WRITTEN TASK 1 |
Return everything in the pageview announcement from "We have known" down to "the pageview API.", copied word for word.
WRITTEN TASK 2 |
According to the pageview announcement, which two classes were pageview agents sorted into before the new label was added?
WRITTEN TASK 3 |
Extend the pageview announcement past its final sentence.

══ DOCUMENT ══

Hello:
We have added the 'automated' maker to Wikimedia's pageview data. Up to now pageview agents were classified as 'spider' (self reported bots like 'google bot' or 'bing bot') and 'user'.
We have known for a while that some requests classified as 'user' were, in fact, coming from automated agents not disclosed as such. This was a well known fact for our community as for a couple years now they have been applying filtering rules for any "Top X" list compiled [1]. We have incorporated some of these filters (and others) to our automated traffic detection and, as of this week, traffic that meets the filtering criteria is now automatically excluded from being counted towards "top" lists reported by the pageview API.

═══
══ MATERIAL SHOWN ══

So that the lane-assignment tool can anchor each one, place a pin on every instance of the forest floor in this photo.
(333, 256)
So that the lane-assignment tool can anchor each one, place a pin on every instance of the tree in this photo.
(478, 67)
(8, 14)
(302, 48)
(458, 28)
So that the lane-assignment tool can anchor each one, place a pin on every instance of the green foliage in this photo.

═══
══ MATERIAL SHOWN ══

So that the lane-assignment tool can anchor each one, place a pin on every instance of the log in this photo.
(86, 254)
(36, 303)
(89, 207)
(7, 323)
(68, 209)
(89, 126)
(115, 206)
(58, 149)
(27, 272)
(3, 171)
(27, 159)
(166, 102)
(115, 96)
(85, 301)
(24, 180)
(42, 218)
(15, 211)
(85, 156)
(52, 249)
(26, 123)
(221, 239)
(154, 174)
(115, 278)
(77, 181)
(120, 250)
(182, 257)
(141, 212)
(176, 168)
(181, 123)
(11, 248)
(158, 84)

═══
══ MATERIAL SHOWN ══

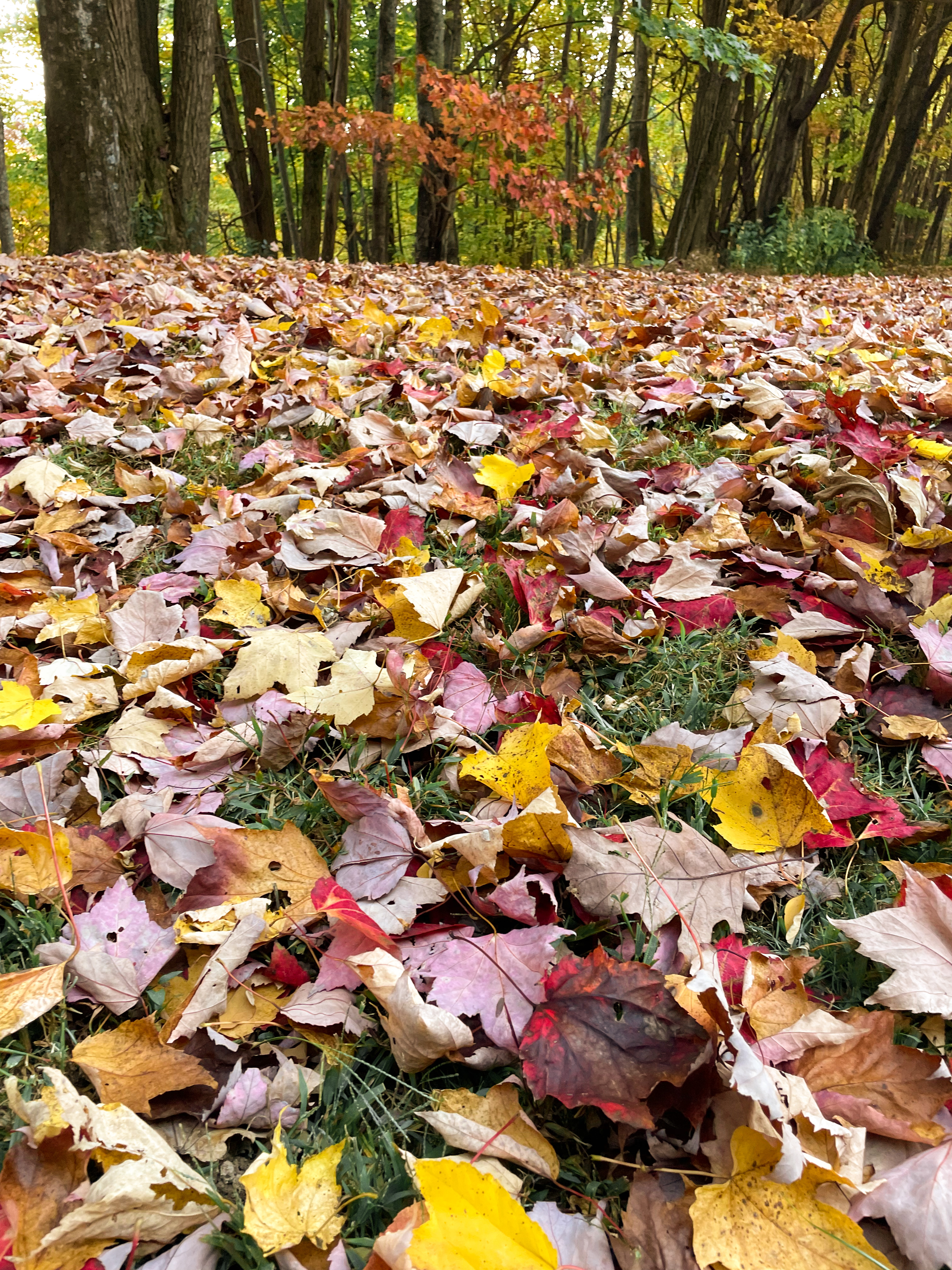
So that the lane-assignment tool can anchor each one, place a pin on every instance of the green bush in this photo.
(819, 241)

═══

WRITTEN ANSWER 1 |
We have known for a while that some requests classified as 'user' were, in fact, coming from automated agents not disclosed as such. This was a well known fact for our community as for a couple years now they have been applying filtering rules for any "Top X" list compiled [1]. We have incorporated some of these filters (and others) to our automated traffic detection and, as of this week, traffic that meets the filtering criteria is now automatically excluded from being counted towards "top" lists reported by the pageview API.

WRITTEN ANSWER 2 |
'Spider' and 'user'.

WRITTEN ANSWER 3 |
The effect of removing pageviews marked as 'automated' from the overall user traffic is about a 5.6% reduction of pageviews labeled as "user" [2] in the course of a month. Not all projects are affected equally when it comes to reduction of "user pageviews". The biggest effect is on English Wikipedia (8-10%). However, projects like the Japanese Wikipedia are mildly affected (< 1%).
If you are curious as what problems this type of traffic causes in the data, this ticket for Hungarian Wikipedia is a good example of issues inflicted by what we call "bot vandalism/bot spam": https://phabricator.wikimedia.org/T237282
Given the delicate nature of this data we have worked for many months now on vetting the algorithms we are using. We will appreciate reports via phab ticket for any issues you might find.
Thanks,
Nuria
[1] https://en.wikipedia.org/wiki/Wikipedia:2018_Top_50_Report#Exclusions [2] https://wikitech.wikimedia.org/wiki/Analytics/Data_Lake/Traffic/BotDetection...
Nuria,
Thank you for this update! I'm very excited about this new system.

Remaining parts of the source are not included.